Segment Open

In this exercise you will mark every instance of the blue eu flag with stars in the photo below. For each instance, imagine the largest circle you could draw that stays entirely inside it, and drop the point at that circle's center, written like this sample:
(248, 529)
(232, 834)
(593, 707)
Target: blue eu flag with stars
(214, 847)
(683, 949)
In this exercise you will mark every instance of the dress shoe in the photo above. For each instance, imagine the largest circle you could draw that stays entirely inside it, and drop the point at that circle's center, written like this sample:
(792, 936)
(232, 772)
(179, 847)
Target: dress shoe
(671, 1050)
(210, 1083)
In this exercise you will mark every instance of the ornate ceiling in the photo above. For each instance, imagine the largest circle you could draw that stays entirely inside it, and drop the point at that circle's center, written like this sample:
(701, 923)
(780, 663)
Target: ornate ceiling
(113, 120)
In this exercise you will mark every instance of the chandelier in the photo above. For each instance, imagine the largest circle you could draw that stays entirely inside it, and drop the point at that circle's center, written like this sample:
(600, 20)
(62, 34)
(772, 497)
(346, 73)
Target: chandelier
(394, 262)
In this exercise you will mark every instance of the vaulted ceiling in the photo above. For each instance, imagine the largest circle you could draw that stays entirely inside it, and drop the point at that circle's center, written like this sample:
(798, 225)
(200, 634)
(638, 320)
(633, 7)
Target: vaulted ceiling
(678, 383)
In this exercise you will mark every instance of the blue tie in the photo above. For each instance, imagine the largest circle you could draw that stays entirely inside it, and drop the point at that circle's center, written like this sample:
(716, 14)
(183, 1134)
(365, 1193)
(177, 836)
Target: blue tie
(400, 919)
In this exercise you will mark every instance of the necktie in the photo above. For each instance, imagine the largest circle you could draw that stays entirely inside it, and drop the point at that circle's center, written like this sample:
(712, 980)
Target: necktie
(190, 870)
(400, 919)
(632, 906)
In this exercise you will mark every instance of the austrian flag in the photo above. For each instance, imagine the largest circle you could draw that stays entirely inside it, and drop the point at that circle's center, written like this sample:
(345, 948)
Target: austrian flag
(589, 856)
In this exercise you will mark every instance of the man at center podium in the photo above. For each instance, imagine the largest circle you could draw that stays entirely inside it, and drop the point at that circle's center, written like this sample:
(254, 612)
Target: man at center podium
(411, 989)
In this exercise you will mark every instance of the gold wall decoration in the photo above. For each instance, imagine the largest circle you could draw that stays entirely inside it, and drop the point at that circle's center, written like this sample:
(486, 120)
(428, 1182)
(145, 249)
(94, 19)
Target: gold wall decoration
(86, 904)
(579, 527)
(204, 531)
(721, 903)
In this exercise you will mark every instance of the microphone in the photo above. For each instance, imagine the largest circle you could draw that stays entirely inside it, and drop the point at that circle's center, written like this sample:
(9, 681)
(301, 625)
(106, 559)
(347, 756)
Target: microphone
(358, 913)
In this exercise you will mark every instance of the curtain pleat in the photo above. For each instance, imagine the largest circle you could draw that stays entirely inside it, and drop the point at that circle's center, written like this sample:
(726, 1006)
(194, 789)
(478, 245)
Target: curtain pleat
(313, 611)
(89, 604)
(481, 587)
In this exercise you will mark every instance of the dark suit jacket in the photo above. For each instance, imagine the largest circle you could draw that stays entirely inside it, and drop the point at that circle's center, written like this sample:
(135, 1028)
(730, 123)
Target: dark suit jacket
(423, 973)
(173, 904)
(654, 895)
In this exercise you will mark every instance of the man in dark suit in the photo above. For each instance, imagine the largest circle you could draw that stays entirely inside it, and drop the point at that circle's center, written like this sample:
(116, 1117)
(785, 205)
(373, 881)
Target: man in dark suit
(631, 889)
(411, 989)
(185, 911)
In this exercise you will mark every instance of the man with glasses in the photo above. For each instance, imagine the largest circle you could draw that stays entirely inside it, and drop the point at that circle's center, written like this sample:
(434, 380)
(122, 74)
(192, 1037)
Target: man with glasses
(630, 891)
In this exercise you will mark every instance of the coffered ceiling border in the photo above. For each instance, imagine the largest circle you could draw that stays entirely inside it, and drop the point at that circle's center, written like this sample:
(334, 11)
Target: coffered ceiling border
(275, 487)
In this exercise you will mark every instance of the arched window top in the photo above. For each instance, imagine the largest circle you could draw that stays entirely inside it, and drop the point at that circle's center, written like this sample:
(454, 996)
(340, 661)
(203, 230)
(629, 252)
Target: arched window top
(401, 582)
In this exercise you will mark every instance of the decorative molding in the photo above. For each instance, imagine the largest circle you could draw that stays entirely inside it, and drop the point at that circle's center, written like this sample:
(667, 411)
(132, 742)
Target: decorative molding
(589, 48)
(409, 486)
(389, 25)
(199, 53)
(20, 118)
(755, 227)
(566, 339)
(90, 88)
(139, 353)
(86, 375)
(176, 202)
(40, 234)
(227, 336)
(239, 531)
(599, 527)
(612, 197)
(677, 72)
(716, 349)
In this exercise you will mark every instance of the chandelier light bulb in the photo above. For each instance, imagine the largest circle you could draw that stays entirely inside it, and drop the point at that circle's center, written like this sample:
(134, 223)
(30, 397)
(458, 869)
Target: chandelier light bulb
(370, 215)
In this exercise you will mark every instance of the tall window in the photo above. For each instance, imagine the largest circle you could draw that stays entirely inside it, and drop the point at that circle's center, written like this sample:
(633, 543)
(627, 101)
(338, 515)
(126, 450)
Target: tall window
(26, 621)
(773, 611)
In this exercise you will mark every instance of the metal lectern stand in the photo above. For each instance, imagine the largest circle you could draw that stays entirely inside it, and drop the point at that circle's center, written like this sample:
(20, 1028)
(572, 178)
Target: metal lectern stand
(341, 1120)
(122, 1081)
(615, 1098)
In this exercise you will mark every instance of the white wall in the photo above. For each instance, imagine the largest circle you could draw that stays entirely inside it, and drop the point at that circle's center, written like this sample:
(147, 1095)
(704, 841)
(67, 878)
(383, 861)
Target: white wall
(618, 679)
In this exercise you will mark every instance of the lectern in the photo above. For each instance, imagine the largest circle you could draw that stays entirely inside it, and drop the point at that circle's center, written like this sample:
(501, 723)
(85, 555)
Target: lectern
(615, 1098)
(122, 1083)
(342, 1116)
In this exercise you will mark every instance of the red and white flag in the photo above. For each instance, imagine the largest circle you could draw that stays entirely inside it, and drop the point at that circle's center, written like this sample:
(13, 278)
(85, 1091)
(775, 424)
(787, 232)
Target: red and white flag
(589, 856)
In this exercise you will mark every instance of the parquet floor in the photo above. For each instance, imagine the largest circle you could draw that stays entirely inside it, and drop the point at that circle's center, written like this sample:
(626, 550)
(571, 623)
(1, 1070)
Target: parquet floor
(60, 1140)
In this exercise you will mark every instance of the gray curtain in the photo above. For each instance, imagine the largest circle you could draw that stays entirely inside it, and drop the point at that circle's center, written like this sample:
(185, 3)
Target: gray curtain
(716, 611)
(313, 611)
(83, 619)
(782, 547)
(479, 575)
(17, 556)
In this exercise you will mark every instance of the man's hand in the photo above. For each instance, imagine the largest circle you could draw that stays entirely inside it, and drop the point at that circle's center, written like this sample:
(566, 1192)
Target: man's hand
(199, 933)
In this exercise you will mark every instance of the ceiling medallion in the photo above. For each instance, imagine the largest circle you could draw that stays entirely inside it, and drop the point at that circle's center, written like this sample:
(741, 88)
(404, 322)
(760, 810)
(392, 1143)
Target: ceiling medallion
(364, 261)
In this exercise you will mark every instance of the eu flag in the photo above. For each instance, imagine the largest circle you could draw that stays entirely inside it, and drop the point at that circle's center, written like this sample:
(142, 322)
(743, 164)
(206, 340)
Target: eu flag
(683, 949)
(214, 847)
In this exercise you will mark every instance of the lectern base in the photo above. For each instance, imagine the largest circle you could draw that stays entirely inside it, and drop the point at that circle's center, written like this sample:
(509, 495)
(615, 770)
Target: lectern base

Segment Closed

_TASK STATEMENT_
Above are the records; from them, give again exactly the lines from the one containing "Target: curtain pleat" to the one containing "the man with", both lines included, and nothing more.

_ANSWER TO THIS PROBLEM_
Target: curtain pleat
(313, 611)
(89, 604)
(481, 587)
In this exercise you will mark every instance of the dark suit jacket in the photo above. For each instance, imagine the largest circle you could draw that stays entirely inside it, and drop the point at that circle's center, written like this sample:
(135, 1028)
(730, 123)
Target: dark suit jacket
(423, 973)
(173, 904)
(654, 895)
In this exercise you will mark every instance of the man in dark suit in the photo above. For each instance, imagine the largest circle you could draw that stays entirely inside it, and drop the point at that circle's center, written like this sample:
(116, 1117)
(785, 205)
(373, 881)
Target: man in dark suit
(631, 889)
(411, 989)
(185, 911)
In this exercise you will mark every instance of the man with glasses in the photo above. For each instance, imagine the largest circle you could draw that stays entirely inside it, and drop the point at that circle's center, written like this sample:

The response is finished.